___ Source document ___

Authorities later announced a formal investigation into the incident. Reports said police registered a case against multiple people, arrests were made, and several officials were suspended after questions were raised over permissions and safety checks linked to the building. A Special Investigation Team was also formed to examine how the fire started and whether rules had been ignored. These steps are important, but they will only matter if the inquiry is honest, detailed, and followed by action.

The Questions That Must Be Answered

A tragedy of this scale demands clear answers. Did the building have a valid fire safety clearance? Was it approved for the kind of commercial and educational use happening inside it? Were there enough emergency exits, and were they open at the time of the fire? Were extinguishers, alarms, and wiring systems checked properly? Did local authorities inspect the building, and if they did, what did those inspections find?

These are not minor technical questions. They go to the heart of public safety. A building does not become unsafe in one day. Danger builds slowly through blocked exits, poor electrical maintenance, illegal alterations, overcrowding, and careless enforcement. If even some of these failures existed in Aliganj, then the fire was not only an accident. It was the result of a system that allowed risk to grow unchecked.

The Human Cost Behind the Headlines

Behind the death toll are families whose lives have been broken in a matter of minutes. Most of those who died were young people trying to build a future through study or skill training. Some may have been the first in their family to pursue such courses. Parents sent them to a coaching or training centre believing it was a safe place to learn. Instead, it became the site of a disaster.

The emotional damage will not end with funerals or compensation. Survivors may carry trauma for years. Friends and classmates may find it difficult to return to similar study spaces without fear. Families will continue to ask whether their children could have been saved if the building had been safer, the exits clearer, or the rescue faster. Those questions are painful, but they are necessary if the truth is to be faced honestly.

Why This Fire Should Matter Across India

The Lucknow coaching centre fire is not just a local tragedy. It is a warning for cities across India where coaching hubs, training studios, and private libraries are operating inside crowded commercial buildings. In many places, such centres function in converted office spaces, market buildings, or upper floors with limited ventilation and poor evacuation design. Students often do not know where the emergency exits are, and many institutes do not conduct even a single fire drill.

___

_Task details_:
For each statement below, say yes or no as to whether it agrees with the text above on the Lucknow fire, and quote the words of the text that decide it. (a) A Special Investigation Team was formed to look into how the fire started. (b) Most of the people who died were older workers employed in the building. (c) Many institutes conduct no fire drills at all.

___ Data excerpts ___

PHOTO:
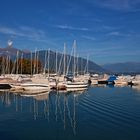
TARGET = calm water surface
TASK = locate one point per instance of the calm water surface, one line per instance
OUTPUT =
(101, 113)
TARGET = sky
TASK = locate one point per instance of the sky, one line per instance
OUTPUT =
(108, 31)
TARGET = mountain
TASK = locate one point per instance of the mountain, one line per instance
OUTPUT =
(126, 67)
(81, 63)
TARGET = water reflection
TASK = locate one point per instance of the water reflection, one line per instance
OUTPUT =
(51, 106)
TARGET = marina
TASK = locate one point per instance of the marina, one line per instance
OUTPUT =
(96, 113)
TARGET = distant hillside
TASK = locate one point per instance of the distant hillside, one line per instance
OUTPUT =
(127, 67)
(81, 63)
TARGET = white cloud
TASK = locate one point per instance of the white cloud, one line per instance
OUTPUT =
(125, 5)
(71, 28)
(116, 33)
(89, 37)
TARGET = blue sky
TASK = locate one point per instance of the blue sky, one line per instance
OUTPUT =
(106, 30)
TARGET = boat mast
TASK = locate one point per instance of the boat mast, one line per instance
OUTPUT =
(56, 62)
(74, 46)
(48, 62)
(64, 59)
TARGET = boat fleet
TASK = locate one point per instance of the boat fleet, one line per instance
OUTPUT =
(40, 83)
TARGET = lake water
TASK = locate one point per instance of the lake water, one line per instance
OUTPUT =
(100, 113)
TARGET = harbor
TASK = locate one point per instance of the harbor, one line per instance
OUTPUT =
(97, 113)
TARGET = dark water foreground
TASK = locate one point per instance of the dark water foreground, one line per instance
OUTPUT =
(101, 113)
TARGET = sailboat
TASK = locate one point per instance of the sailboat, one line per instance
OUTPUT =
(75, 85)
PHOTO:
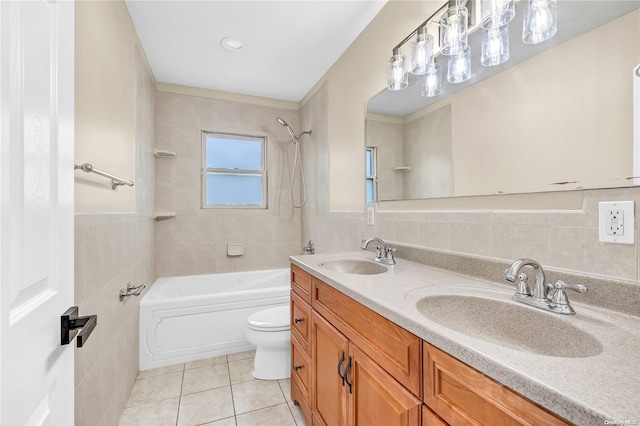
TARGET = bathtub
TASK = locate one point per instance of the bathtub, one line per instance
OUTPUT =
(194, 317)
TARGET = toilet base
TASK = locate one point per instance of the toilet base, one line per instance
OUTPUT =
(272, 364)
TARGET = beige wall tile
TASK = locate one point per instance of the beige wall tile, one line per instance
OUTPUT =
(196, 243)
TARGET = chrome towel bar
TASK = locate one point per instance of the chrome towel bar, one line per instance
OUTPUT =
(130, 290)
(115, 180)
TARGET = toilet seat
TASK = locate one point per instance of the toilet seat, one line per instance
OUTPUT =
(270, 320)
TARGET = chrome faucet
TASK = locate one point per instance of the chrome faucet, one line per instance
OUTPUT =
(383, 253)
(309, 248)
(541, 298)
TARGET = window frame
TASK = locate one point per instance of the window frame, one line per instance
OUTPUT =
(204, 170)
(374, 176)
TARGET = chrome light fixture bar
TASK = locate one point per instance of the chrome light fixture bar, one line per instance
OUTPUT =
(454, 20)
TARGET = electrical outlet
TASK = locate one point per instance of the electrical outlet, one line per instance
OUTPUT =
(616, 222)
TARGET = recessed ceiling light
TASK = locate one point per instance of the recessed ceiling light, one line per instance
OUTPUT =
(231, 44)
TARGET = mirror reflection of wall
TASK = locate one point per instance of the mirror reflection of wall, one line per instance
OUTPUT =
(560, 120)
(414, 159)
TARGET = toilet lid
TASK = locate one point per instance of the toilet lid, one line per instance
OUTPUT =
(270, 319)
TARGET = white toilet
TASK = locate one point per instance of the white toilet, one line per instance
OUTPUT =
(269, 330)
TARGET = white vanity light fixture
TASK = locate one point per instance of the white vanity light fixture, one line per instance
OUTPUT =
(540, 21)
(432, 81)
(455, 19)
(233, 45)
(398, 77)
(421, 51)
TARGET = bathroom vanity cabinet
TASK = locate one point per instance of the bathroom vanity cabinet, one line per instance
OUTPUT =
(352, 366)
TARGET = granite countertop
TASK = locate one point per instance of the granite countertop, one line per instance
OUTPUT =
(596, 389)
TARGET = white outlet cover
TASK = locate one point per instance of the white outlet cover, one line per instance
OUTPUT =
(628, 224)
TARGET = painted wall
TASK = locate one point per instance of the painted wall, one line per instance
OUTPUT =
(355, 78)
(351, 88)
(112, 248)
(195, 241)
(105, 102)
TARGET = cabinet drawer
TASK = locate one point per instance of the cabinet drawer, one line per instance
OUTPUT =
(461, 395)
(300, 367)
(300, 321)
(299, 399)
(301, 283)
(395, 349)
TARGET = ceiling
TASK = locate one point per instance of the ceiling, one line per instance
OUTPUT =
(290, 45)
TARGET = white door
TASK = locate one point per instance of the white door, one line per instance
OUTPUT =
(36, 211)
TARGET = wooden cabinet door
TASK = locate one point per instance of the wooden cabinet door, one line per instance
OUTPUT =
(463, 396)
(328, 348)
(376, 398)
(300, 320)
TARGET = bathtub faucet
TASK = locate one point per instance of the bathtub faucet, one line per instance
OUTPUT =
(383, 254)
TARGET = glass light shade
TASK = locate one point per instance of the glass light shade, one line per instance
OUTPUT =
(454, 30)
(398, 77)
(459, 66)
(432, 81)
(496, 13)
(495, 46)
(540, 21)
(421, 53)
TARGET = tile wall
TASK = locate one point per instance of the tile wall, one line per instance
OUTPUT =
(112, 250)
(195, 241)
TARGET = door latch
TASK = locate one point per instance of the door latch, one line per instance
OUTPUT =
(71, 325)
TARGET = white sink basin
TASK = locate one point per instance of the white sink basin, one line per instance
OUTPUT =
(353, 266)
(509, 324)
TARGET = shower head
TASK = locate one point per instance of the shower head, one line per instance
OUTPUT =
(293, 135)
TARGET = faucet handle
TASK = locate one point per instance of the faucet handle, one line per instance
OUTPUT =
(522, 287)
(389, 255)
(580, 288)
(560, 296)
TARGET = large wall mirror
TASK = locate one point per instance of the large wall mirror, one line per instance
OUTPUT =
(556, 116)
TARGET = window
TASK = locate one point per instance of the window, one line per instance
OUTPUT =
(370, 171)
(234, 172)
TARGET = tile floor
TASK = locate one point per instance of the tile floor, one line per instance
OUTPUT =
(217, 391)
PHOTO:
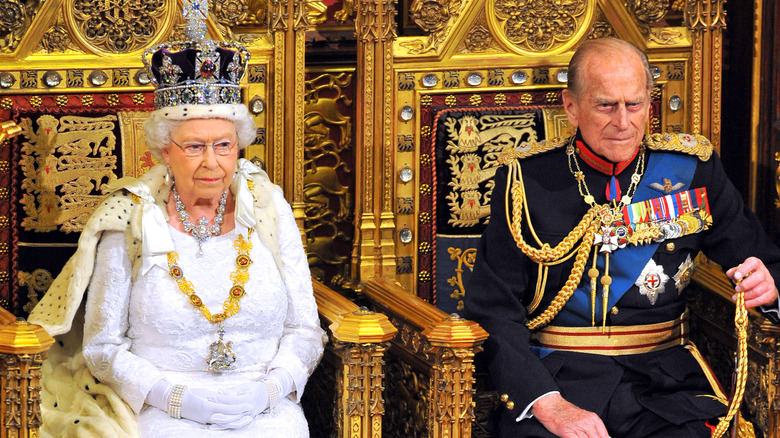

___

_Solution for this task_:
(a) Yes: "A Special Investigation Team was also formed to examine how the fire started and whether rules had been ignored."
(b) No: "Most of those who died were young people trying to build a future through study or skill training."
(c) Yes: "many institutes do not conduct even a single fire drill."